Page excerpt
┄┄┄┄┄┄

Additive Optimal Transport Regression

Updated 15 December 2025

Additive optimal transport regression is a framework that replaces linear shifts with compositions of geodesic transport maps to model responses in general metric spaces.
It decomposes multivariate Euclidean predictors into univariate transport maps applied to the Fréchet mean, addressing the curse of dimensionality.
The ADOPT model ensures estimation consistency via a transport backfitting algorithm and has practical applications in SPD matrices and fMRI connectivity analysis.

Additive optimal transport regression is a model class for analyzing regression problems where the predictor variables are Euclidean and the response lies in a general geodesic metric space. The central innovation is the replacement of additive linear shifts (which require vector space structure) with compositions of optimal geodesic transport maps, thus enabling additive modeling for manifold- or distribution-valued responses without embedding or vectorization. The most developed framework for this approach is ADOPT (Additive Optimal Transport Regression), which systematically extends additive regression concepts through the geometry of geodesic metric spaces and optimal transport (Song et al., 8 Dec 2025).

┄┄┄┄┄┄

Required work
**A)** Copy the passage from the additive optimal transport regression page, beginning at the words that have "Additive optimal transport regression is a framework" and stopping after "fMRI connectivity analysis.".
**B)** Translate this sentence from the additive optimal transport regression page into Spanish: "Additive optimal transport regression is a framework that replaces linear shifts with compositions of geodesic transport maps to model responses in general metric spaces."
The lines after this text have nothing to do with it.

┄┄┄┄┄┄

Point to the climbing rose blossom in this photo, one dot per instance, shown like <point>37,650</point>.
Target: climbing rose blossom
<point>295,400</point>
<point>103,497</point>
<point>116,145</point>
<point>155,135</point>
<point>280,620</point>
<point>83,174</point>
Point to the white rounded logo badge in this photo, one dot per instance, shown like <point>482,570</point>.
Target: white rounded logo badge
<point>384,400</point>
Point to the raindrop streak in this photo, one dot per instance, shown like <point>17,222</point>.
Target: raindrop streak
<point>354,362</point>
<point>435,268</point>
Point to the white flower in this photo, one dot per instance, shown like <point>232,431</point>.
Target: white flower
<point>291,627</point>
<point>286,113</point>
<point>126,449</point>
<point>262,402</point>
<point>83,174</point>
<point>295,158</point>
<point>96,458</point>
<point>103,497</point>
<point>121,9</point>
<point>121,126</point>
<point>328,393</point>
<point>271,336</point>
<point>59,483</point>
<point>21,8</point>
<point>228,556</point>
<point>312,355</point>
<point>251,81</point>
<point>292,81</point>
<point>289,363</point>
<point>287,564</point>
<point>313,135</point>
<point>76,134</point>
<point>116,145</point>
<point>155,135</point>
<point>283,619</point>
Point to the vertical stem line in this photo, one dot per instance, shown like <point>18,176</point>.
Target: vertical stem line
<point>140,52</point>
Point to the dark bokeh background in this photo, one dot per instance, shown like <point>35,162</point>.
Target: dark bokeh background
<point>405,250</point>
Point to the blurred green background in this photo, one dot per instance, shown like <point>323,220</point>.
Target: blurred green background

┄┄┄┄┄┄

Responses for each task
**A)**
Additive optimal transport regression is a framework that replaces linear shifts with compositions of geodesic transport maps to model responses in general metric spaces.
It decomposes multivariate Euclidean predictors into univariate transport maps applied to the Fréchet mean, addressing the curse of dimensionality.
The ADOPT model ensures estimation consistency via a transport backfitting algorithm and has practical applications in SPD matrices and fMRI connectivity analysis.

**B)** La regresión de transporte óptimo aditivo es un marco que reemplaza los desplazamientos lineales por composiciones de mapas de transporte geodésicos para modelar respuestas en espacios métricos generales.